▸ **Aim of the exercise**
The lines to output run from the first line of the entries below through the line containing "target | low bush"; copy them exactly and leave out pictures.

(Beginning of Data provided)

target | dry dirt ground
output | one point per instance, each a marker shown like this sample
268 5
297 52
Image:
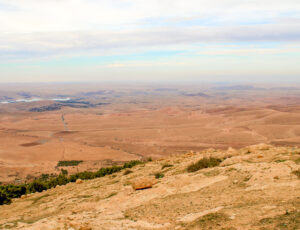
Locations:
253 188
33 143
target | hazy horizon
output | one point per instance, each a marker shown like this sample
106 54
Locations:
149 41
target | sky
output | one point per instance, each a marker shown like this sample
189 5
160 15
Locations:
150 40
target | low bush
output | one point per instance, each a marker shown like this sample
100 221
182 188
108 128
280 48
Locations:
68 163
44 182
159 175
127 172
297 173
204 163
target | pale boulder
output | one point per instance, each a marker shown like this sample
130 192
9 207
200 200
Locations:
143 183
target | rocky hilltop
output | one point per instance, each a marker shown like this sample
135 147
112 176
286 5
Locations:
257 187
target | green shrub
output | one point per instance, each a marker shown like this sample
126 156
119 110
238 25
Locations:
297 173
127 172
4 199
159 175
68 163
204 163
166 166
46 181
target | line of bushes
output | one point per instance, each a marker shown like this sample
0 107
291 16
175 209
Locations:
8 192
68 163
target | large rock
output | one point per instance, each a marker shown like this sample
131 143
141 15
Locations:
143 183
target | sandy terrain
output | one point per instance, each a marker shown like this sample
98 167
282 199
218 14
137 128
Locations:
254 188
138 123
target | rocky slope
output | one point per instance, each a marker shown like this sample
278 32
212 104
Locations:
256 187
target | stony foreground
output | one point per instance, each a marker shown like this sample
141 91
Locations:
253 188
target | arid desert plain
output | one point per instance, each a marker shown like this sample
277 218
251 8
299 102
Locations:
107 124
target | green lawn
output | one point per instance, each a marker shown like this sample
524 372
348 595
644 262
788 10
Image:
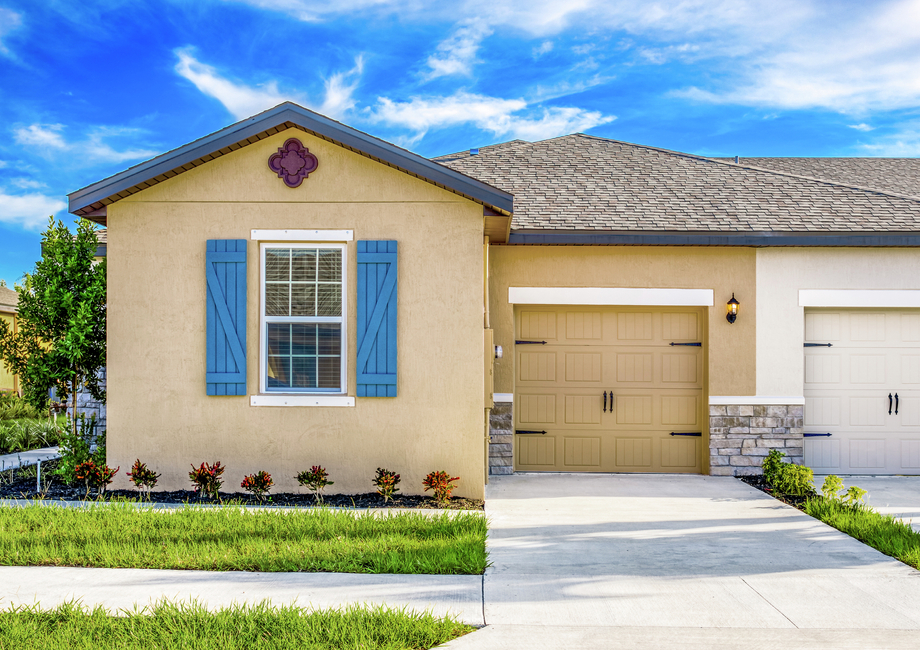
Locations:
882 532
245 628
237 539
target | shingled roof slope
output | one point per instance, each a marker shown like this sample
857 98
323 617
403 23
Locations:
898 175
585 183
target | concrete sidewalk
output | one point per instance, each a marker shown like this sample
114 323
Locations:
117 589
655 561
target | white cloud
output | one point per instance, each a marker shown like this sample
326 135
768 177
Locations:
92 148
457 54
41 135
9 20
502 117
29 211
544 48
244 101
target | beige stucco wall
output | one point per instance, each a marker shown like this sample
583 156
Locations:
157 407
781 272
730 348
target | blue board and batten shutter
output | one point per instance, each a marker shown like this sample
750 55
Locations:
225 269
377 356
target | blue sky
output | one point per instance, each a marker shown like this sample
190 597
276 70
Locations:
89 88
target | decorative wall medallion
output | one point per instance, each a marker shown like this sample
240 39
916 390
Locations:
293 162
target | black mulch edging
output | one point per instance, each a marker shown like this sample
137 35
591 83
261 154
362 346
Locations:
24 488
761 484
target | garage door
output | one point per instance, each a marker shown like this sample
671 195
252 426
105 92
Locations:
608 390
862 391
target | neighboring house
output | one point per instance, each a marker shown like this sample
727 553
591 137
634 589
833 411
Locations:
339 299
9 303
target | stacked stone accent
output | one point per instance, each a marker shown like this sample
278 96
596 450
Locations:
501 439
741 435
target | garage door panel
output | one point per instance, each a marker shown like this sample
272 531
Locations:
652 389
847 388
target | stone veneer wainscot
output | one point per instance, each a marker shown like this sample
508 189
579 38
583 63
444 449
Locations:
740 435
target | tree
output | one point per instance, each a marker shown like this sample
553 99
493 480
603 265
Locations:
60 342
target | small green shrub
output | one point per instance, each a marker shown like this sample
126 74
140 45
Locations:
316 479
386 483
772 465
258 484
442 485
206 479
142 476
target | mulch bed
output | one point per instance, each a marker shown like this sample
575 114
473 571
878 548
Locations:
24 488
759 483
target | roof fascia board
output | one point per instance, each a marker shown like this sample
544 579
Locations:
757 239
309 121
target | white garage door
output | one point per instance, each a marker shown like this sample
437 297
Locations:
862 386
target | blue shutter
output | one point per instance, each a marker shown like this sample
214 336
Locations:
376 319
225 269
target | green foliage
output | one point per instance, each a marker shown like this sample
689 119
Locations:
75 448
142 476
206 479
884 533
316 479
442 485
120 534
386 483
258 484
772 465
60 342
832 486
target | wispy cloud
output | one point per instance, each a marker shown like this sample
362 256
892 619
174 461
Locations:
243 101
9 20
28 211
457 54
48 140
502 117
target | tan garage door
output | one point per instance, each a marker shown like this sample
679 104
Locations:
872 354
644 360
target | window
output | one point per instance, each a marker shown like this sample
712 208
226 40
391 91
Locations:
303 324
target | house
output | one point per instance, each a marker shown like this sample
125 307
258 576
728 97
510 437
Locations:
9 302
289 291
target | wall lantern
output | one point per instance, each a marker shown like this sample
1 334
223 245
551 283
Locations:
732 309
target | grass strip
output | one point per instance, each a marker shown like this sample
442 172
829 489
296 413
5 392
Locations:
238 539
191 626
884 533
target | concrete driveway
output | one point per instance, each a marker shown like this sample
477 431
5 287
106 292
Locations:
637 561
892 495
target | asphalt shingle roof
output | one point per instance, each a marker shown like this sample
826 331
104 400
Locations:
584 183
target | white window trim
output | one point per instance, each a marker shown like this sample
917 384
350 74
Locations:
891 298
610 296
263 336
759 400
303 235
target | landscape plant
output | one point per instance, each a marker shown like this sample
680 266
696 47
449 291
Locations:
386 483
206 479
143 477
258 484
95 476
441 484
60 341
317 478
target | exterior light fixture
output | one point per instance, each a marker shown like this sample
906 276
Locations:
732 309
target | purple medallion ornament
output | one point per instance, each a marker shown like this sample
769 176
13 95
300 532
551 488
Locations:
293 162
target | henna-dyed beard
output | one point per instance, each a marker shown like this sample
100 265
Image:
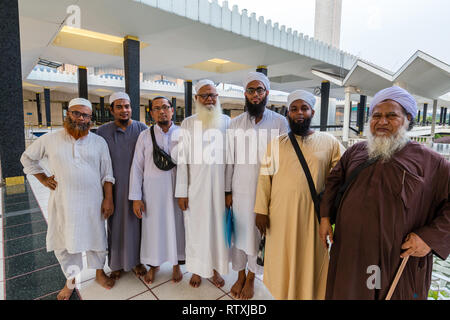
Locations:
76 130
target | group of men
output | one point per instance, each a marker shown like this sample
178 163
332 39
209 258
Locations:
176 213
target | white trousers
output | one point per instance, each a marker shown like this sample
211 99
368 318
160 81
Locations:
72 263
240 260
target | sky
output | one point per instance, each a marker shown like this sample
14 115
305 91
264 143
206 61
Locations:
384 32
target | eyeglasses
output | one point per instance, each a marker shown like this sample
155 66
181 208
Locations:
164 107
206 96
78 114
259 90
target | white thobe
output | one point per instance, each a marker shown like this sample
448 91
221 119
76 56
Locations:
242 174
80 167
201 179
162 236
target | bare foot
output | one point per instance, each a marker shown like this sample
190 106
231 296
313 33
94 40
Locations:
65 292
140 270
150 275
177 275
248 290
195 281
115 275
238 285
103 280
218 280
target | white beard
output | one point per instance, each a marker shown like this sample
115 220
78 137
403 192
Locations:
385 147
210 115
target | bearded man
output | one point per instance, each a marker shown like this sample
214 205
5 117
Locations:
124 228
400 202
81 196
200 186
295 265
260 125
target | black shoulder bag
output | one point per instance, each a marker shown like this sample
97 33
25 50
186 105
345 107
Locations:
162 160
317 198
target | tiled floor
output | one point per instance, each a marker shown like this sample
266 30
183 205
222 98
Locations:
33 273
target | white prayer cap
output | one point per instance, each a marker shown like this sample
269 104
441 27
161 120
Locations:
80 102
118 95
399 95
202 83
303 95
252 76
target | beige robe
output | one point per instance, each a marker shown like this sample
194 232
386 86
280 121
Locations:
296 263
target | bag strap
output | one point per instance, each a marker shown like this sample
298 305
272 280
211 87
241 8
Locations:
302 160
152 131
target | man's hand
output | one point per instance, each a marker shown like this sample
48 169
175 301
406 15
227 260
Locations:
138 208
183 203
262 223
325 230
228 200
49 182
107 208
414 246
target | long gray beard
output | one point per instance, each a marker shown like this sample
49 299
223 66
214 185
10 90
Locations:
385 147
210 118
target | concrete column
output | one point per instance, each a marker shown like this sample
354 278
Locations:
187 98
48 114
12 135
38 107
360 113
82 82
174 105
324 103
262 69
433 119
347 110
131 59
425 107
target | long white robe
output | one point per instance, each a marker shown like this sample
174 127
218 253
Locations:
162 236
242 174
202 180
80 167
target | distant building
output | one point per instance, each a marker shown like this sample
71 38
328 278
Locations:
327 25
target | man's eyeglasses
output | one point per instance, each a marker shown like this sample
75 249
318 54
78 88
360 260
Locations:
259 90
206 96
78 114
164 107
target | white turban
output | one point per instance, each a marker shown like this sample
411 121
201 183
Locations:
118 95
80 102
252 76
303 95
202 83
399 95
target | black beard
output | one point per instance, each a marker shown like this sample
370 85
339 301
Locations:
256 110
163 123
124 122
300 129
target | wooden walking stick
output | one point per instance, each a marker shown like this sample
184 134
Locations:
397 277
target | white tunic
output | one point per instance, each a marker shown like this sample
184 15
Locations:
162 237
80 167
203 183
242 175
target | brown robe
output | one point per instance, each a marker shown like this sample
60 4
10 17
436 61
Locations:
386 202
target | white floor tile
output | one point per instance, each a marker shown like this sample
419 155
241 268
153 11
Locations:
145 296
128 286
184 291
163 275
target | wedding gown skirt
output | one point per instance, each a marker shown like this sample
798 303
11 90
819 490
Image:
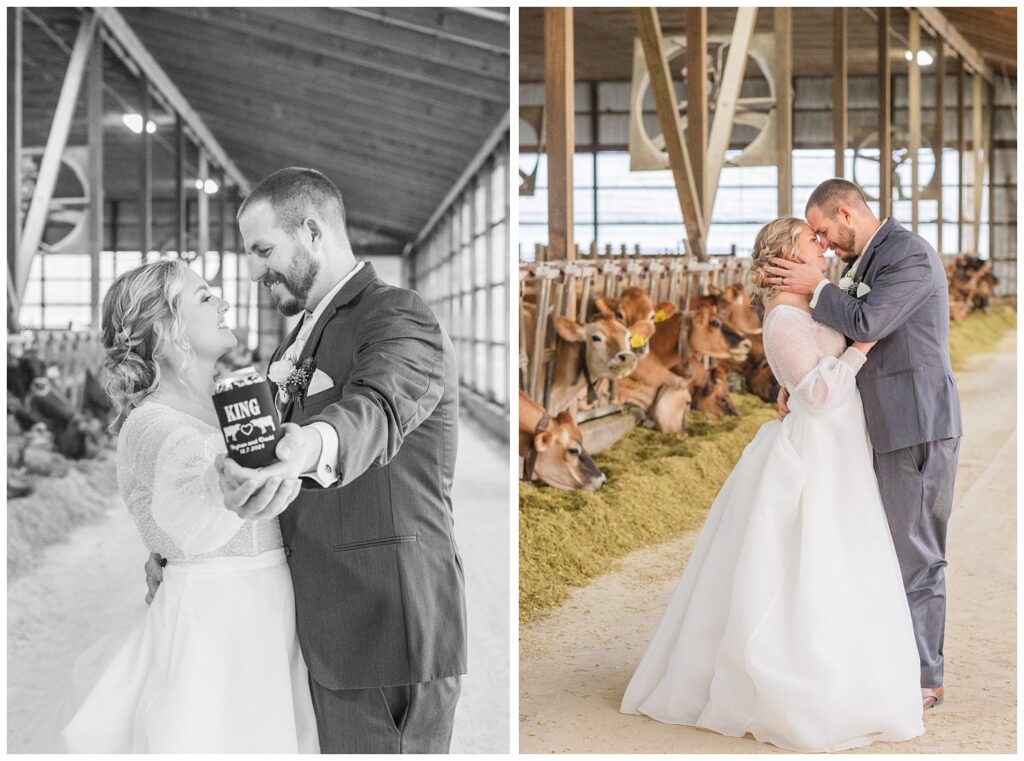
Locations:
791 621
213 667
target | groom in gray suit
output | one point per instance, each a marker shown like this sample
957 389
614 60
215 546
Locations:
372 429
894 291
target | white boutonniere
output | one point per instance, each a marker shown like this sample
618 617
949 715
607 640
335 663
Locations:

(End of Data provided)

▸ **Answer to this problem**
target | dry dirt ground
output | one point per instance, each a marker shown like this sample
268 5
297 52
Image:
Locations:
253 188
33 143
target | hazy horizon
output | one point per instance, each a marker shown like this sample
106 54
Locations:
149 41
target | sky
output | one point per instance, each a marker shown like this sample
189 5
160 15
Locations:
150 40
target | low bush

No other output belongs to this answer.